Your objective: Copy the data below exactly. Any pictures in it should be omitted.

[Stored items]
____
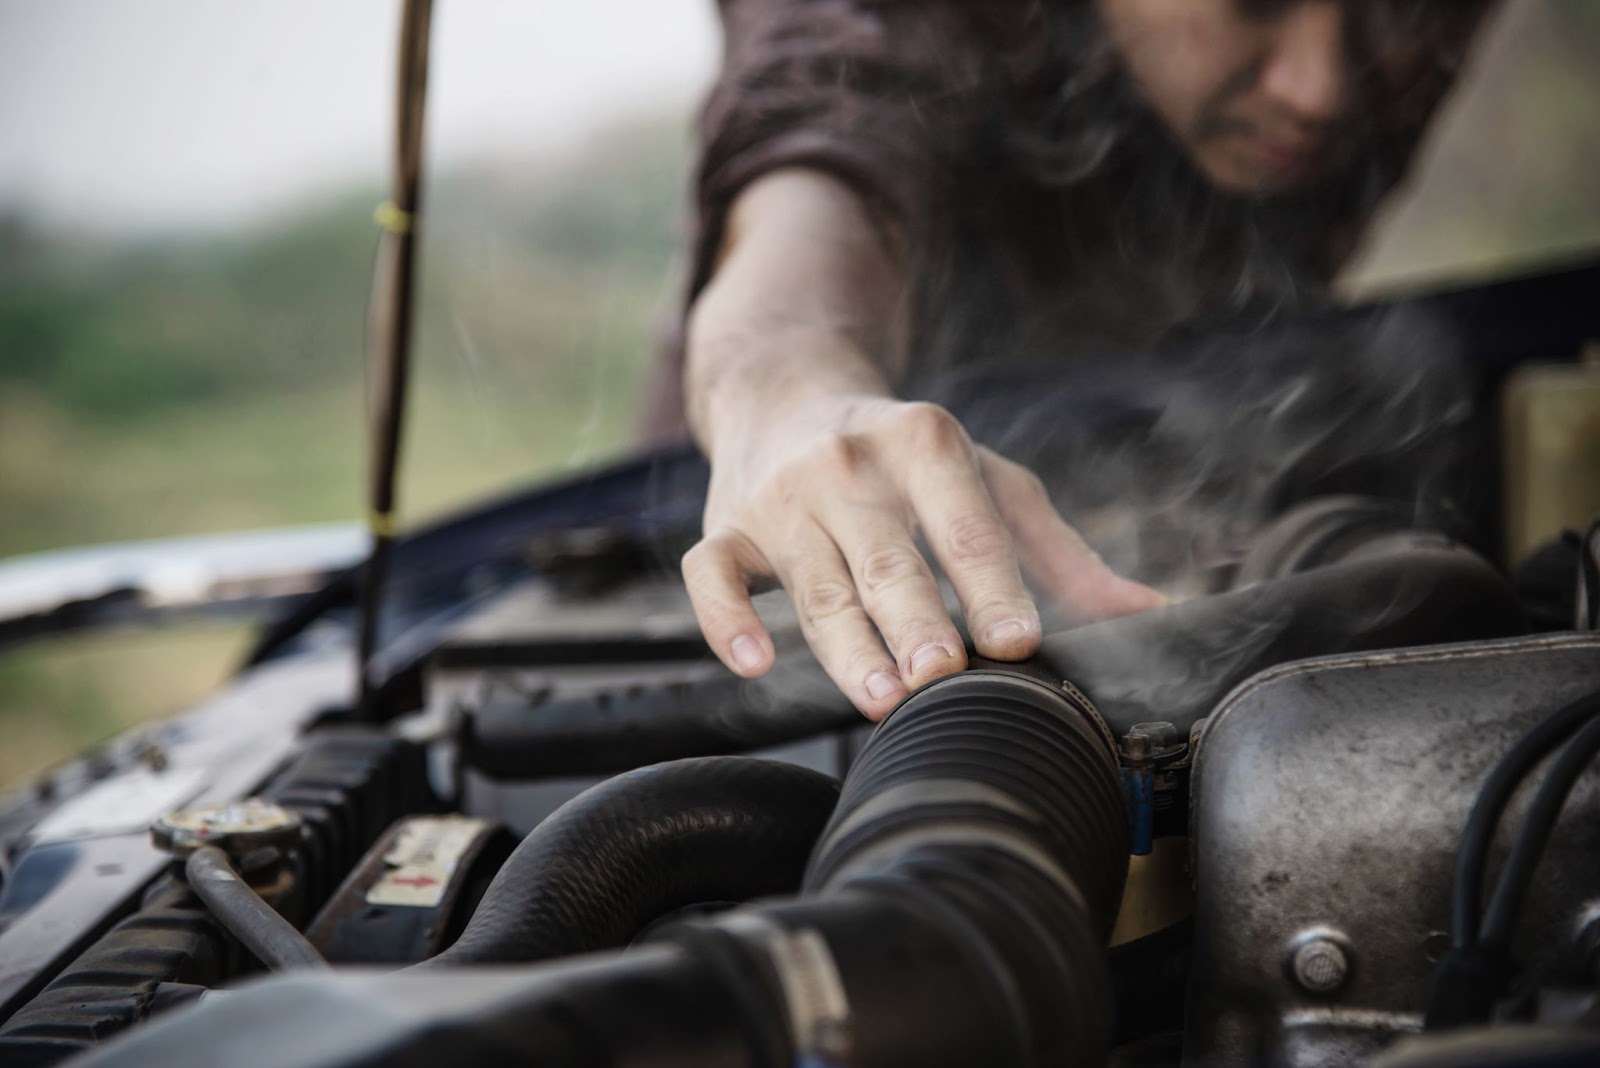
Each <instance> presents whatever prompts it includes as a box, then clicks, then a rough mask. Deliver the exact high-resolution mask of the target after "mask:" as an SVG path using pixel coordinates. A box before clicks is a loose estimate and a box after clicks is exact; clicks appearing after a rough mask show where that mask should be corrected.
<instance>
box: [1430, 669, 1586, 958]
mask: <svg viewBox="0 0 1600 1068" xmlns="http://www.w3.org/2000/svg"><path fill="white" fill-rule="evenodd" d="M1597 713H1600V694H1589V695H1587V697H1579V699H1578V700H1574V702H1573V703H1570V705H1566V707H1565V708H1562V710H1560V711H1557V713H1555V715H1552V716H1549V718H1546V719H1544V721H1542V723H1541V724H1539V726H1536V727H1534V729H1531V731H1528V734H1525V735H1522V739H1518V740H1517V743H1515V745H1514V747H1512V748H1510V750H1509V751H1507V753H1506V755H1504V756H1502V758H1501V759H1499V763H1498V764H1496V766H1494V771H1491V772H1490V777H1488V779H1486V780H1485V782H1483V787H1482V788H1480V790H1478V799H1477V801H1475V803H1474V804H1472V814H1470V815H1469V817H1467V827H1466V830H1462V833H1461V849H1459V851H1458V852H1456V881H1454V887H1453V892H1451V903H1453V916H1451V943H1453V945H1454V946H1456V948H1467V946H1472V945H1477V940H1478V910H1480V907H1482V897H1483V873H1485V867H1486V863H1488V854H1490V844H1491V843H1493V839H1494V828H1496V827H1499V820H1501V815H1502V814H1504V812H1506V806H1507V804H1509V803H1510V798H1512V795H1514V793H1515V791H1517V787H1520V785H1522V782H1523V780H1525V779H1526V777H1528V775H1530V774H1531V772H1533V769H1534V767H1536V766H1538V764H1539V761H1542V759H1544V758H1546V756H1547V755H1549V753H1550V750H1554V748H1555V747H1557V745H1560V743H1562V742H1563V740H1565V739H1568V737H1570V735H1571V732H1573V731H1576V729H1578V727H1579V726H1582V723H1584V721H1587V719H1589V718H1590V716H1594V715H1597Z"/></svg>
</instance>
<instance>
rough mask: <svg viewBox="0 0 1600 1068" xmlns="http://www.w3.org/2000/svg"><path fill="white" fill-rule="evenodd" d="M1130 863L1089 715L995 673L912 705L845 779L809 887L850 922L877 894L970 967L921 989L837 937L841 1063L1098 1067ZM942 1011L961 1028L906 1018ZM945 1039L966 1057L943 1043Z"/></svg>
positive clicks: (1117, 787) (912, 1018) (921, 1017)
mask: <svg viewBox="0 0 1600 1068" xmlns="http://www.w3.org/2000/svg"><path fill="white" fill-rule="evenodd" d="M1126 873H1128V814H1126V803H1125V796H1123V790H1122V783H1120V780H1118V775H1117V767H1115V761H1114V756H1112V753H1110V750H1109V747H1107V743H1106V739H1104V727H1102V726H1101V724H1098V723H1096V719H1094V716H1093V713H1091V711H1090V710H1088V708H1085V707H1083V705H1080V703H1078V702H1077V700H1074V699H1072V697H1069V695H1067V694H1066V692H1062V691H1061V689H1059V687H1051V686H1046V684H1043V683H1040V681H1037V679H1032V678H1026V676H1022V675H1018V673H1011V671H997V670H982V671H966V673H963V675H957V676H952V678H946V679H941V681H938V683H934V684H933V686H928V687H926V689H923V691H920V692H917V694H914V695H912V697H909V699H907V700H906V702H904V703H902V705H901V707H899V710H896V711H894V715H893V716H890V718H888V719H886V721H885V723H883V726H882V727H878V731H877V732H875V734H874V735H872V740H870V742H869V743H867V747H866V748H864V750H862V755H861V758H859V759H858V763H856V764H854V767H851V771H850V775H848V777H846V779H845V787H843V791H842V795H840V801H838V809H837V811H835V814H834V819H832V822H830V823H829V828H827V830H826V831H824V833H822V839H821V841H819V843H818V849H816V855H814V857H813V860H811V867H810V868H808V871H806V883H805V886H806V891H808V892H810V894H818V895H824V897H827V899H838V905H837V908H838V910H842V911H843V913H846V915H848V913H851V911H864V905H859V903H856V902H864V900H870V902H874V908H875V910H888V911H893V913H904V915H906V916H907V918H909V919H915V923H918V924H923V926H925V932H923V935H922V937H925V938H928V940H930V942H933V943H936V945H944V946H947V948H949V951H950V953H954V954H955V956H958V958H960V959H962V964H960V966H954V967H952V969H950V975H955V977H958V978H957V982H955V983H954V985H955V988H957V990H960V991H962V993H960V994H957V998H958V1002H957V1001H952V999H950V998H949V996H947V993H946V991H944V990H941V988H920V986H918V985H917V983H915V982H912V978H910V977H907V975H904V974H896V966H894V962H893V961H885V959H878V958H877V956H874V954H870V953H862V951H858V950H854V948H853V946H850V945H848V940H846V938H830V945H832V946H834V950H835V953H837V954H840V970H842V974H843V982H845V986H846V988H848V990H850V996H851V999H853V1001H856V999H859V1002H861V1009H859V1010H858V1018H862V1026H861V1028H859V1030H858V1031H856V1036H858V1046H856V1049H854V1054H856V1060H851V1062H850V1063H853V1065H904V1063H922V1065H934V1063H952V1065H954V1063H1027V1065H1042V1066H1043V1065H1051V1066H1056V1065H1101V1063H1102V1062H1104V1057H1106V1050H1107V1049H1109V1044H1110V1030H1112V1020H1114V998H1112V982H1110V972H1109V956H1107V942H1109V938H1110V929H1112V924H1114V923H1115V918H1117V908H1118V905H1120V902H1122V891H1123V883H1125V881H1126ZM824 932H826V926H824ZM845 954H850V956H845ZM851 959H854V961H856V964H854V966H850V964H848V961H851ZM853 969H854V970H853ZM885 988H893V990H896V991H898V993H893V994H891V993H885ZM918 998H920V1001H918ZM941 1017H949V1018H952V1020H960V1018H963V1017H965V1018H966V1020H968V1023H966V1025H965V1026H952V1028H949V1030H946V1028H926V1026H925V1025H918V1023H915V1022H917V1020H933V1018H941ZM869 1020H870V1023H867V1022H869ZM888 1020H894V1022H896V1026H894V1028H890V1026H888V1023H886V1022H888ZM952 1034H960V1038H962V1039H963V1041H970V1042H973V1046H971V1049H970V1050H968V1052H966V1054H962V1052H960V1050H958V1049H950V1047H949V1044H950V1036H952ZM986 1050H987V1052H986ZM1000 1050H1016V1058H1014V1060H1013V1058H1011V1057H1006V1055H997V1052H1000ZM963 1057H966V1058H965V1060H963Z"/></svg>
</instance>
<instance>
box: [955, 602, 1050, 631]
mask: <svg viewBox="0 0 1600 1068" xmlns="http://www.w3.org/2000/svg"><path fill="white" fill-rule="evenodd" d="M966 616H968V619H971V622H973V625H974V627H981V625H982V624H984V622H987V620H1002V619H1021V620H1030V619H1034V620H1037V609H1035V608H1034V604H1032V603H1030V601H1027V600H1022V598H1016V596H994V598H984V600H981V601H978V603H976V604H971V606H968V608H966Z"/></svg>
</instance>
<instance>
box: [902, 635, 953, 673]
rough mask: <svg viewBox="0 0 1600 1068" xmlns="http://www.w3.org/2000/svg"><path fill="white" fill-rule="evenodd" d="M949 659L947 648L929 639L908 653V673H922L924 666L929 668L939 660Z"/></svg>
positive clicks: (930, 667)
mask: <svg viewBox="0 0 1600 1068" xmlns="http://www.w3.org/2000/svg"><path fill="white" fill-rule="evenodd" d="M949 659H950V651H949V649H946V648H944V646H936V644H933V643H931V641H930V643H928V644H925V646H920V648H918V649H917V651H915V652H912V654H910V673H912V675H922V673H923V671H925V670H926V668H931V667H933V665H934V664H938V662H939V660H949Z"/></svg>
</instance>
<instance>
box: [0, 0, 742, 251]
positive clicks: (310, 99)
____
Exercise output:
Each <instance> presents whatever prompts it includes as a box, then clicks, then a rough mask. Deliver the exact high-resolution mask of the target after "mask:" as an SVG path using pixel coordinates. A box before clicks is a loose estimate and a box after clicks is exact; clicks appearing after a rough mask show where that mask should be corrected.
<instance>
box: [1430, 669, 1586, 958]
mask: <svg viewBox="0 0 1600 1068" xmlns="http://www.w3.org/2000/svg"><path fill="white" fill-rule="evenodd" d="M1597 713H1600V694H1589V695H1587V697H1579V699H1578V700H1574V702H1573V703H1570V705H1566V707H1565V708H1562V710H1560V711H1557V713H1555V715H1552V716H1549V718H1546V719H1544V721H1542V723H1541V724H1539V726H1536V727H1534V729H1531V731H1528V734H1525V735H1522V739H1518V740H1517V743H1515V745H1514V747H1512V748H1510V750H1509V751H1507V753H1506V755H1504V756H1502V758H1501V759H1499V763H1498V764H1496V766H1494V771H1491V772H1490V777H1488V779H1486V780H1485V782H1483V787H1482V788H1480V790H1478V799H1477V801H1475V803H1474V804H1472V814H1470V815H1469V817H1467V827H1466V830H1462V833H1461V849H1459V851H1458V852H1456V881H1454V887H1453V892H1451V903H1453V916H1451V943H1453V945H1454V946H1456V948H1467V946H1472V945H1477V940H1478V910H1480V907H1482V897H1483V873H1485V867H1486V863H1488V854H1490V844H1491V843H1493V839H1494V828H1496V827H1499V820H1501V815H1502V814H1504V812H1506V806H1507V804H1509V803H1510V798H1512V795H1514V793H1515V791H1517V787H1520V785H1522V782H1523V780H1525V779H1526V777H1528V775H1530V774H1531V772H1533V769H1534V767H1536V766H1538V764H1539V761H1542V759H1544V758H1546V756H1547V755H1549V753H1550V750H1554V748H1555V747H1557V745H1560V743H1562V742H1563V740H1565V739H1568V737H1570V735H1571V732H1573V731H1576V729H1578V727H1579V726H1582V723H1584V721H1587V719H1589V718H1590V716H1594V715H1597Z"/></svg>
</instance>
<instance>
rough mask: <svg viewBox="0 0 1600 1068" xmlns="http://www.w3.org/2000/svg"><path fill="white" fill-rule="evenodd" d="M1130 863L1089 715L995 673L912 705L845 779L809 887L850 922L877 894L970 967L921 989L837 937L841 1063L1098 1067ZM942 1011L961 1028L906 1018ZM945 1039L966 1057L943 1043Z"/></svg>
positive clicks: (1117, 787) (912, 1018) (921, 1017)
mask: <svg viewBox="0 0 1600 1068" xmlns="http://www.w3.org/2000/svg"><path fill="white" fill-rule="evenodd" d="M1126 873H1128V814H1126V803H1125V796H1123V790H1122V783H1120V780H1118V775H1117V767H1115V761H1114V756H1112V753H1110V750H1109V747H1107V743H1106V739H1104V727H1102V726H1101V724H1098V723H1096V719H1094V716H1093V713H1091V711H1090V710H1088V708H1085V707H1083V705H1080V703H1078V702H1077V700H1074V699H1072V697H1069V695H1067V694H1066V692H1062V691H1061V689H1059V687H1051V686H1046V684H1043V683H1040V681H1037V679H1032V678H1026V676H1022V675H1018V673H1011V671H997V670H982V671H966V673H963V675H957V676H952V678H946V679H941V681H938V683H934V684H933V686H928V687H926V689H923V691H920V692H917V694H914V695H912V697H909V699H907V700H906V702H904V703H902V705H901V707H899V710H896V711H894V715H893V716H890V718H888V719H886V721H885V723H883V726H882V727H878V731H877V732H875V734H874V735H872V740H870V742H869V743H867V747H866V748H864V750H862V755H861V758H859V759H858V763H856V764H854V767H851V771H850V775H848V777H846V779H845V787H843V791H842V795H840V801H838V809H837V811H835V814H834V819H832V822H830V823H829V828H827V830H826V831H824V833H822V839H821V841H819V843H818V849H816V855H814V857H813V860H811V867H810V868H808V871H806V883H805V886H806V891H808V892H810V894H818V895H824V897H827V899H838V905H837V908H838V910H842V911H843V913H846V915H848V913H851V911H864V905H859V903H856V902H864V900H870V902H874V908H875V910H888V911H893V913H904V915H906V916H907V918H909V919H915V923H918V924H923V926H925V932H923V935H922V937H925V938H928V940H930V942H933V943H936V945H944V946H947V948H949V951H950V953H954V954H955V956H958V958H960V959H962V964H960V966H954V967H952V969H950V975H955V977H958V978H957V982H955V983H954V985H955V988H957V990H960V991H962V993H960V994H957V998H958V1002H957V1001H952V999H950V998H949V996H947V993H946V991H944V990H941V988H920V986H918V985H917V983H915V982H912V978H910V977H907V975H904V974H896V966H894V962H893V961H885V959H878V958H877V956H874V954H870V953H862V951H858V950H854V948H853V946H850V945H848V940H846V938H830V945H832V946H834V950H835V953H837V954H840V970H842V974H843V982H845V986H846V988H848V990H850V996H851V999H853V1001H856V999H859V1002H861V1009H859V1010H858V1018H862V1026H861V1028H859V1030H858V1031H856V1036H858V1046H856V1049H854V1054H856V1060H851V1062H850V1063H853V1065H904V1063H922V1065H934V1063H952V1065H954V1063H1027V1065H1042V1066H1043V1065H1051V1066H1056V1065H1101V1063H1102V1062H1104V1057H1106V1050H1107V1049H1109V1044H1110V1030H1112V1020H1114V998H1112V982H1110V972H1109V956H1107V942H1109V938H1110V929H1112V924H1114V923H1115V918H1117V908H1118V905H1120V902H1122V891H1123V883H1125V881H1126ZM824 932H826V926H824ZM845 954H850V956H845ZM851 959H854V961H856V964H854V966H850V964H848V961H851ZM853 969H854V970H853ZM885 988H893V990H896V991H898V993H893V994H891V993H885ZM918 998H920V1001H918ZM941 1017H949V1018H952V1020H960V1018H963V1017H965V1018H966V1020H968V1023H966V1025H965V1026H952V1028H949V1030H946V1028H926V1026H925V1025H918V1023H915V1022H917V1020H933V1018H941ZM869 1020H870V1023H867V1022H869ZM888 1020H894V1022H896V1026H894V1028H890V1026H888V1023H886V1022H888ZM952 1034H960V1038H962V1039H963V1041H970V1042H973V1046H971V1049H970V1050H968V1052H966V1054H962V1052H960V1050H958V1049H950V1047H949V1044H950V1036H952ZM986 1050H987V1052H986ZM1000 1050H1016V1058H1014V1060H1013V1058H1011V1057H1006V1055H997V1052H1000ZM963 1057H966V1058H965V1060H963Z"/></svg>
</instance>
<instance>
box: [955, 602, 1050, 631]
mask: <svg viewBox="0 0 1600 1068" xmlns="http://www.w3.org/2000/svg"><path fill="white" fill-rule="evenodd" d="M966 616H968V619H971V622H973V625H974V627H981V625H982V624H984V622H987V620H1002V619H1021V620H1030V619H1034V620H1037V609H1035V608H1034V604H1032V603H1030V601H1027V600H1022V598H1016V596H994V598H984V600H981V601H978V603H976V604H971V606H968V608H966Z"/></svg>
</instance>
<instance>
box: [902, 635, 953, 673]
rough mask: <svg viewBox="0 0 1600 1068" xmlns="http://www.w3.org/2000/svg"><path fill="white" fill-rule="evenodd" d="M949 659L947 648L929 639L908 653V673H922L924 666L929 668L939 660Z"/></svg>
positive clicks: (930, 667)
mask: <svg viewBox="0 0 1600 1068" xmlns="http://www.w3.org/2000/svg"><path fill="white" fill-rule="evenodd" d="M949 659H950V651H949V649H946V648H944V646H936V644H933V643H931V641H930V643H928V644H925V646H920V648H918V649H917V651H915V652H912V654H910V673H912V675H922V673H923V671H925V670H926V668H931V667H933V665H934V664H938V662H939V660H949Z"/></svg>
</instance>
<instance>
box: [0, 0, 742, 251]
positive clicks: (310, 99)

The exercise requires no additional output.